Excerpt from a dataset
________________________

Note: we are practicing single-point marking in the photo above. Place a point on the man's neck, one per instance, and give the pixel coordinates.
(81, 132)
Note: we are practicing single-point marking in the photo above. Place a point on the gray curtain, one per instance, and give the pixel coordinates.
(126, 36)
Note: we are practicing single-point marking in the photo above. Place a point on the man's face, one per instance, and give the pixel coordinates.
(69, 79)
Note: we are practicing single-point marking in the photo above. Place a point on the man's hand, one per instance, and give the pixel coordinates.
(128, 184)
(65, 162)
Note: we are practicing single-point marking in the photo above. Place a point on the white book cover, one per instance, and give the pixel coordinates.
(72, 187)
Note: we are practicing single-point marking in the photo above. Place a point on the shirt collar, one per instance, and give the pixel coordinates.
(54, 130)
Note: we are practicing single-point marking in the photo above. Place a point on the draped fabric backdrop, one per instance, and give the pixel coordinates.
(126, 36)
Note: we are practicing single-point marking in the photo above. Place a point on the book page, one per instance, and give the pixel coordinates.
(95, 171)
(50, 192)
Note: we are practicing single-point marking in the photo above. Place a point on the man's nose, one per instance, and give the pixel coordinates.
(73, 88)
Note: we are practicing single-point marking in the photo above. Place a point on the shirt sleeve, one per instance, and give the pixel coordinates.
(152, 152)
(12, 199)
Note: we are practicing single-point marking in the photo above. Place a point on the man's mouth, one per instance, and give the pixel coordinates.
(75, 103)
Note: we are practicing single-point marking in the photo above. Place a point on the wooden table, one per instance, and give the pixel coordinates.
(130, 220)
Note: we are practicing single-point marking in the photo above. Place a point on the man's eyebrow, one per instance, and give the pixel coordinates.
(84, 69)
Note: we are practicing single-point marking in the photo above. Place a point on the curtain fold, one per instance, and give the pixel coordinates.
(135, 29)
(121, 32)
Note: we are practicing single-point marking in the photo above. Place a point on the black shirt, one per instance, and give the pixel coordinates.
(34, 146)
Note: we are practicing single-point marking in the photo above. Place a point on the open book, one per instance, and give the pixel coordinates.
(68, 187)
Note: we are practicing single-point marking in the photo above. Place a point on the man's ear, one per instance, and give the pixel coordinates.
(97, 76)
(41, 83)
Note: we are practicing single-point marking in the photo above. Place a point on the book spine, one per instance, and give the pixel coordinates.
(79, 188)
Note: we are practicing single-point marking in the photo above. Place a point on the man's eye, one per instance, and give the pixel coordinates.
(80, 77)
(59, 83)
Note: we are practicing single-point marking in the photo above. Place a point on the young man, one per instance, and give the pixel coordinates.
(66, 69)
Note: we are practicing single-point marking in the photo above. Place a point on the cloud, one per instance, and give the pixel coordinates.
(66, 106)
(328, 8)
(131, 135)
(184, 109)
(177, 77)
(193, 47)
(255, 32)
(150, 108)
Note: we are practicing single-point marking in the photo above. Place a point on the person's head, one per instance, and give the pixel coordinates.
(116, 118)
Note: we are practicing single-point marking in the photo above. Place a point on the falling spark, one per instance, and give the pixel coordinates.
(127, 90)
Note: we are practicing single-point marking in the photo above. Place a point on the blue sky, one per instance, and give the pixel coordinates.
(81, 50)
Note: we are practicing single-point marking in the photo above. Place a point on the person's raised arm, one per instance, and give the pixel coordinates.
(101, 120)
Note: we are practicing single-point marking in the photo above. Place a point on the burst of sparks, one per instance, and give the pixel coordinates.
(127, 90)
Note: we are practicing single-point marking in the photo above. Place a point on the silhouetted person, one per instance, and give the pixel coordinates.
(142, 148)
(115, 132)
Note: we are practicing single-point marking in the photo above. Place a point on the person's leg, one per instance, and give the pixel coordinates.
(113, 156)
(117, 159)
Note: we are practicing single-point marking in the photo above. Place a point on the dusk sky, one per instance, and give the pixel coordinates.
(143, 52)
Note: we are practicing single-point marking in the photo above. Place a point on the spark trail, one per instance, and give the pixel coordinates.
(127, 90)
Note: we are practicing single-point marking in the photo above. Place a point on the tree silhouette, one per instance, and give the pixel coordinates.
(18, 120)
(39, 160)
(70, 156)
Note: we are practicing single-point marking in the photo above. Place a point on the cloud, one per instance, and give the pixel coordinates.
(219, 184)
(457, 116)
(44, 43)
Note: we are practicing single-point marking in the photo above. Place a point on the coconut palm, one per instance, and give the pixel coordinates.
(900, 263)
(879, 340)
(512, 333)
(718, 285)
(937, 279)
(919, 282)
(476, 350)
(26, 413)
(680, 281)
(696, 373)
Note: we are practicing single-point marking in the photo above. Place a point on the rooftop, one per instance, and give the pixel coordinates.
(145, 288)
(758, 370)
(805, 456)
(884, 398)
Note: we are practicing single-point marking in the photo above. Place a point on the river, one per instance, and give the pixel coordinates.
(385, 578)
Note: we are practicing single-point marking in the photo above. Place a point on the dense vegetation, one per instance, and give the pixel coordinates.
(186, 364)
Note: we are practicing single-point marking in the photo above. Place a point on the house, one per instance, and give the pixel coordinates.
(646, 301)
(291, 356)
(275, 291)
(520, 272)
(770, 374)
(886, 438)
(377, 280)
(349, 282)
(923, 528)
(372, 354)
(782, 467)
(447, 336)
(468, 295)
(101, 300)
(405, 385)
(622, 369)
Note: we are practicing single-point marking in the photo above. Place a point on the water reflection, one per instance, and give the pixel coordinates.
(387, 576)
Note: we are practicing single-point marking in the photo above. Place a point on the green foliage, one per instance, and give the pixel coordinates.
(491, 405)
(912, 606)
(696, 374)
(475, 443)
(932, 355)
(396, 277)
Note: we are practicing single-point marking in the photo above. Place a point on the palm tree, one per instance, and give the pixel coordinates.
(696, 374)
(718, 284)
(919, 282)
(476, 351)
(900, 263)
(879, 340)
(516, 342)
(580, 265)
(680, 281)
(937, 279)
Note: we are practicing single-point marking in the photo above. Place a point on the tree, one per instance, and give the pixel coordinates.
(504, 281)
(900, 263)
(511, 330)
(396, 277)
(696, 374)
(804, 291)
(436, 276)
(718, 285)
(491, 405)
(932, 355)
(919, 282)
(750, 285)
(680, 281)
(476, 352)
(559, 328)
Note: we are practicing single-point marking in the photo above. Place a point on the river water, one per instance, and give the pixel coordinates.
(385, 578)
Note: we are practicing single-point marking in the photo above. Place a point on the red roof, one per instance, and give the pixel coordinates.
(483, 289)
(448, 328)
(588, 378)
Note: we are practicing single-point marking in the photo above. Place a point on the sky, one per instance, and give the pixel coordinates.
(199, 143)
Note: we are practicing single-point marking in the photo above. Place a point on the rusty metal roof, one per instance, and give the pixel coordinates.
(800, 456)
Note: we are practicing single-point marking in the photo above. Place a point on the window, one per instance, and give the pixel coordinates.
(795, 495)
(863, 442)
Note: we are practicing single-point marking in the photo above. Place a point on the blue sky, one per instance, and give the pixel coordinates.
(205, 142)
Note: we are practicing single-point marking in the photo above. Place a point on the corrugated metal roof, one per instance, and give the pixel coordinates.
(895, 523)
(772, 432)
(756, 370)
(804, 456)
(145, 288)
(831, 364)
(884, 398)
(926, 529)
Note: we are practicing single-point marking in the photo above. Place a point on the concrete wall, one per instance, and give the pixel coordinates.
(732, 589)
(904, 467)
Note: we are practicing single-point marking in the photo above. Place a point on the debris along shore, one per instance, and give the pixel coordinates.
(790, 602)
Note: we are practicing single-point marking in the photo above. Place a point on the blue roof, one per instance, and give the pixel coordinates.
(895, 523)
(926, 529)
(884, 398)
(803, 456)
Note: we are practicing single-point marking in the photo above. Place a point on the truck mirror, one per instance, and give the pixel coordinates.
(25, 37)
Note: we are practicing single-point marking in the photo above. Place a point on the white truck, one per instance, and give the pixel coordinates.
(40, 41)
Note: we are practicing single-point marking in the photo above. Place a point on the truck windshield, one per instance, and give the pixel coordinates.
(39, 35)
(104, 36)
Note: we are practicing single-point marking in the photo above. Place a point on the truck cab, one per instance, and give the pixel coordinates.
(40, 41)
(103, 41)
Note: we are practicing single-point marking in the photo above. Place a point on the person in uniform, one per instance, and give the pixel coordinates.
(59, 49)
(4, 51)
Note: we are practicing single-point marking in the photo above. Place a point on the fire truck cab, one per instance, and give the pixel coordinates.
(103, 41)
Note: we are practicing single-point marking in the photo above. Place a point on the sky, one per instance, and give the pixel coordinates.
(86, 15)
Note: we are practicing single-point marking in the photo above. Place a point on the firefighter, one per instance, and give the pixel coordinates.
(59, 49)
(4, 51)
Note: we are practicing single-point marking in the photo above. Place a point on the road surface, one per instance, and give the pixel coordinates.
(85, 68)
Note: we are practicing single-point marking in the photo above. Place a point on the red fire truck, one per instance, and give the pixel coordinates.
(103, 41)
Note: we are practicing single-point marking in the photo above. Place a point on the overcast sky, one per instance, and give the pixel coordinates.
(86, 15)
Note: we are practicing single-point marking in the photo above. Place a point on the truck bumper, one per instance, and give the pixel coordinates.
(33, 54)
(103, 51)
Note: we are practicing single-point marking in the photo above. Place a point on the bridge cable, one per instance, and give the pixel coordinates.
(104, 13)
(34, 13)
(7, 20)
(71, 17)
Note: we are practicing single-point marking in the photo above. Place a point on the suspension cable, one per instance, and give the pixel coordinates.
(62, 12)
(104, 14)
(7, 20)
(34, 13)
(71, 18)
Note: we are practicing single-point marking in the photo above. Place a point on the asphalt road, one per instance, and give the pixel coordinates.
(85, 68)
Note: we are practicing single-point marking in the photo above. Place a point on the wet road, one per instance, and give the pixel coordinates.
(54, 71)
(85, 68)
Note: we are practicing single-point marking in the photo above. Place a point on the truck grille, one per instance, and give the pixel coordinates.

________________________

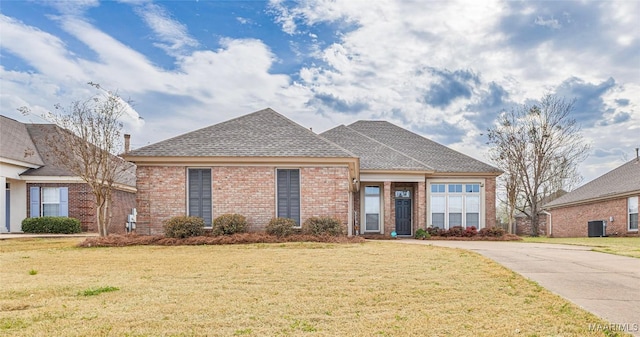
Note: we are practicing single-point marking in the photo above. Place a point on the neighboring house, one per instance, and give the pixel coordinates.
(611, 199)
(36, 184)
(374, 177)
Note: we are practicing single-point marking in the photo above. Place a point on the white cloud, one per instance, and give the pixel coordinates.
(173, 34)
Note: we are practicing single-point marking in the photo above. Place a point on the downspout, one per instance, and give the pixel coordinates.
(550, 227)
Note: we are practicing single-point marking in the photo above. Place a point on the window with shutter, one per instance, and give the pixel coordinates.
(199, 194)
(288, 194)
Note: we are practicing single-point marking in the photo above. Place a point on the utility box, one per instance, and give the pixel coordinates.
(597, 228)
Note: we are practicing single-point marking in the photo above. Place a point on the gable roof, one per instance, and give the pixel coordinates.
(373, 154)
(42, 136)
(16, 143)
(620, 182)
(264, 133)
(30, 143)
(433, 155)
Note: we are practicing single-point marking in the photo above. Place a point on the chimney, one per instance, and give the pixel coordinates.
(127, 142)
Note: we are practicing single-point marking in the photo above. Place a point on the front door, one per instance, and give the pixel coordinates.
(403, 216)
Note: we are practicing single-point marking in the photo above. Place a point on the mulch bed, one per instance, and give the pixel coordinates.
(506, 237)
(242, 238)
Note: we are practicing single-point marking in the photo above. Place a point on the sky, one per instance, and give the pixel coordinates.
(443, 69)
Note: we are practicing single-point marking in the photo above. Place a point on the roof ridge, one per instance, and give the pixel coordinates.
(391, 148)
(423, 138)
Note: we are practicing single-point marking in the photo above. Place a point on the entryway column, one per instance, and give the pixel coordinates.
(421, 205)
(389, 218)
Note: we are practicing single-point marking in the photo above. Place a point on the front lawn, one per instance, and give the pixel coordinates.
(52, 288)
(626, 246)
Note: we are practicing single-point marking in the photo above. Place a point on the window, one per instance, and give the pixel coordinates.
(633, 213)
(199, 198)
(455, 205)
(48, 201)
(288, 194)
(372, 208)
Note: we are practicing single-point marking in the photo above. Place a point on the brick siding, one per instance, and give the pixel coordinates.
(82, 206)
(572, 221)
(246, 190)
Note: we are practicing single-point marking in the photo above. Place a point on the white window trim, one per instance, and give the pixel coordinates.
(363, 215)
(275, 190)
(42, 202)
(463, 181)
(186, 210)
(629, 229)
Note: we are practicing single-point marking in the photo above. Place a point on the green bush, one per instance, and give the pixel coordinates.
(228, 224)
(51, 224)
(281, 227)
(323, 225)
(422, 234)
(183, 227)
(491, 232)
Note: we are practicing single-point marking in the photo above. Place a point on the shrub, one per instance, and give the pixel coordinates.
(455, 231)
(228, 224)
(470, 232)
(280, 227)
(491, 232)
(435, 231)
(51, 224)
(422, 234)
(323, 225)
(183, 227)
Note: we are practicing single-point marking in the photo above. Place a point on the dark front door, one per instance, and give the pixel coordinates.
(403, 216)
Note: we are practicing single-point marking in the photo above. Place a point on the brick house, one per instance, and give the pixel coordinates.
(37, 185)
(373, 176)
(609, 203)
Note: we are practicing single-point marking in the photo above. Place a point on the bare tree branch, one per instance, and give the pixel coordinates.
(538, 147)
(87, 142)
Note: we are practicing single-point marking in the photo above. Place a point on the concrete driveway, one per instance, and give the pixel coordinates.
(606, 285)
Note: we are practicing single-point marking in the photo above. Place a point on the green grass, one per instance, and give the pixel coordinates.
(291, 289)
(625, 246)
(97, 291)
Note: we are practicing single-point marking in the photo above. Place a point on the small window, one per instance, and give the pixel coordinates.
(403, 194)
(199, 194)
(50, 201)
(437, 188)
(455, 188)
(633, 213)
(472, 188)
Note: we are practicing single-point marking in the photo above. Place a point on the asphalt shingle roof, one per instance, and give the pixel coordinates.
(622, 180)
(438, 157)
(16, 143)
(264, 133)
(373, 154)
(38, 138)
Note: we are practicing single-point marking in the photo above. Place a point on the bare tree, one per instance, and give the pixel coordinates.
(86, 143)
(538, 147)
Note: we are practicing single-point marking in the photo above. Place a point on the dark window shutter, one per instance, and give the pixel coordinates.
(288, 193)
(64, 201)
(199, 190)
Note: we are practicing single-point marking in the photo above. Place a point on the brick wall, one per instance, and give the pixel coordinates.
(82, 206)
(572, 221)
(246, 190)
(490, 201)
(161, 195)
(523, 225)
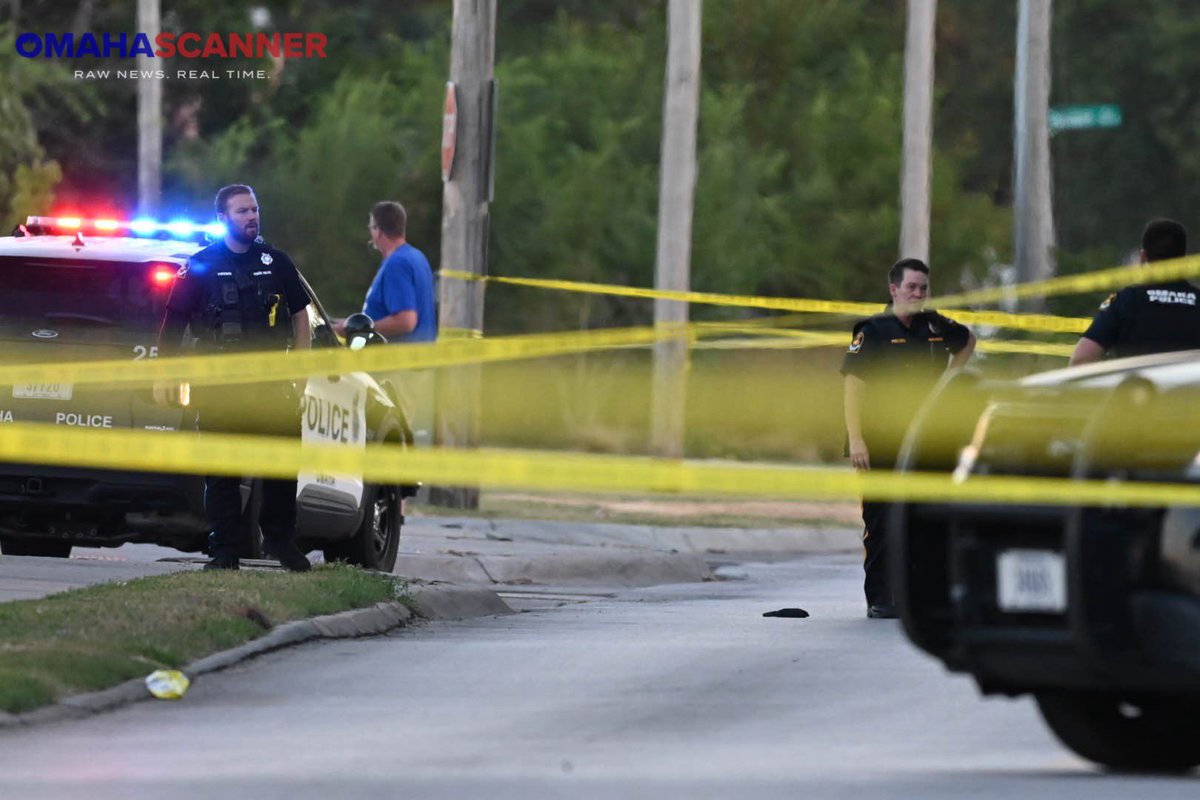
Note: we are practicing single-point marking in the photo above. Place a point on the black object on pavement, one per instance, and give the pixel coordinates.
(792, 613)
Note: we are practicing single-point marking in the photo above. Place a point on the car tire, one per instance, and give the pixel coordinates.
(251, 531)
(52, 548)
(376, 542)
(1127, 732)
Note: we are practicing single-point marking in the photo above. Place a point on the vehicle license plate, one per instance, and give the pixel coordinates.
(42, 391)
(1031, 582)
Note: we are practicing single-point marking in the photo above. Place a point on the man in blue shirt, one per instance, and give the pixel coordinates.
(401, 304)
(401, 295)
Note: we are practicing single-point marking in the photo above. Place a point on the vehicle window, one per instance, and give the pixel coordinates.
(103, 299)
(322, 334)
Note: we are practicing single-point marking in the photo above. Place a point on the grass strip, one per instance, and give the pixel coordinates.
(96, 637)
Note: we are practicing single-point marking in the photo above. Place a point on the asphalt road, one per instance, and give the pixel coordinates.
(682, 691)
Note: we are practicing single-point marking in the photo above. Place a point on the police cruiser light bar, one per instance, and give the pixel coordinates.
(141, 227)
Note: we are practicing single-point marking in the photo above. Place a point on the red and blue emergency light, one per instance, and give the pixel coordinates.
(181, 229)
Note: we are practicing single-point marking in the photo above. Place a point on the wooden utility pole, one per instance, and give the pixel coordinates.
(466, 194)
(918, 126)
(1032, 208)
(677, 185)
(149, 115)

________________________

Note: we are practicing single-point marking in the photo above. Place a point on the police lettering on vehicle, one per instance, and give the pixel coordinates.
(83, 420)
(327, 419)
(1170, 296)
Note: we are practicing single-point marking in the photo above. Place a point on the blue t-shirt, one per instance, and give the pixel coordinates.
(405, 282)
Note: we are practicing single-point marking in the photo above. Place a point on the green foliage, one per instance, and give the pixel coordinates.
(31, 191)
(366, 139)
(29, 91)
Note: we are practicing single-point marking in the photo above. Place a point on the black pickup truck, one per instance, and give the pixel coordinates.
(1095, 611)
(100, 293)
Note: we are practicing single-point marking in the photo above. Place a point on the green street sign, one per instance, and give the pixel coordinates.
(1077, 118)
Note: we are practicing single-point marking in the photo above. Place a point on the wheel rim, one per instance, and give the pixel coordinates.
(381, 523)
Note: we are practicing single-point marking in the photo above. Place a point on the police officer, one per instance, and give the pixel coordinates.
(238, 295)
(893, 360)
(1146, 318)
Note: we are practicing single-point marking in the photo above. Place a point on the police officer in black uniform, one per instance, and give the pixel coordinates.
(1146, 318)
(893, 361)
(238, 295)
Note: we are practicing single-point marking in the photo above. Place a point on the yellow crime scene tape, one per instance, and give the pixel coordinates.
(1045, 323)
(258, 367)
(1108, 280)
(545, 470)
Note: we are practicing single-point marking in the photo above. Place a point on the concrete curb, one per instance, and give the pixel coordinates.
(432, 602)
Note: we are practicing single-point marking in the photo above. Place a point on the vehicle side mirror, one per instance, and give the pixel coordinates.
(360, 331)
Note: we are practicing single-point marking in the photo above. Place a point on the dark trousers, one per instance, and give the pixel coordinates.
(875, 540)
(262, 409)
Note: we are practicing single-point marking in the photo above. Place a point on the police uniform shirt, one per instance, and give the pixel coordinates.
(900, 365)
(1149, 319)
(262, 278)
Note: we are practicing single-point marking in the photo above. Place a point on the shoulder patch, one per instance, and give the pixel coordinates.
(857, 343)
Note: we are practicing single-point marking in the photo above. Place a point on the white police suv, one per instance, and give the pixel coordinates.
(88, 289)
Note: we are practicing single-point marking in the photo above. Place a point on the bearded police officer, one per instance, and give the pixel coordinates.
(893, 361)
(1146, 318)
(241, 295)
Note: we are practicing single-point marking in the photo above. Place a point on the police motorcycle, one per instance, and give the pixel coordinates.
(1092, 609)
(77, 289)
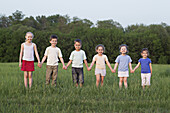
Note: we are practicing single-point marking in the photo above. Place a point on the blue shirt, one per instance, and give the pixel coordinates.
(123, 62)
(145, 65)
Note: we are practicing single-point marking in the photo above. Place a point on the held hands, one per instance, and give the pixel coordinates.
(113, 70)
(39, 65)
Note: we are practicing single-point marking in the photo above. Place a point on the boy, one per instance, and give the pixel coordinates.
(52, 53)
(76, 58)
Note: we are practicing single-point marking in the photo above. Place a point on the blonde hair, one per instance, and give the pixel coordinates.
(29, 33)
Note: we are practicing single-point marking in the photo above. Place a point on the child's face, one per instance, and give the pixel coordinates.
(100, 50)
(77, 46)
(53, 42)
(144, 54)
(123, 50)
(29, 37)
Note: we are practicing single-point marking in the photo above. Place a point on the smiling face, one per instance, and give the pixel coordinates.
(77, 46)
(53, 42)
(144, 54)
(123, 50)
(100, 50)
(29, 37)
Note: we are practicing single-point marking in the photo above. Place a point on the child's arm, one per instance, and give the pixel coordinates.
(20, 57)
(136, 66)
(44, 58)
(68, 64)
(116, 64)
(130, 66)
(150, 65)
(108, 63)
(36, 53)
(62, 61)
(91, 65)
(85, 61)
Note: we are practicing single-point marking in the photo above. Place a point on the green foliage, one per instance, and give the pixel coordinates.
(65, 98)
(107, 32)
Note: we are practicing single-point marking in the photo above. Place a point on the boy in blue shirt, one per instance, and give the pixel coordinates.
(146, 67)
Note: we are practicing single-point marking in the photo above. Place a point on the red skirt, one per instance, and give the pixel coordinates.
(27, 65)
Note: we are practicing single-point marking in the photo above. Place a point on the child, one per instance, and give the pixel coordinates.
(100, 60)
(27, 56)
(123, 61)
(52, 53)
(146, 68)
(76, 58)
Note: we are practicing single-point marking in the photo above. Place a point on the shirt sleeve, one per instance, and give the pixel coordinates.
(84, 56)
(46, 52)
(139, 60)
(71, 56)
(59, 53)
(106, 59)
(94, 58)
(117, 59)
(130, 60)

________________________

Short exercise –
Pick out each line of the rows above that contains the word "bare", and copy those lines.

Output of the exercise –
Note: we are practicing single-point marking in the photo above. Place a point on the bare tree branch, one per instance, and give the pixel coordinates.
Note: we are practicing single-point marking in the photo above. Place a point on the bare tree, one per instance, and give the pixel coordinates.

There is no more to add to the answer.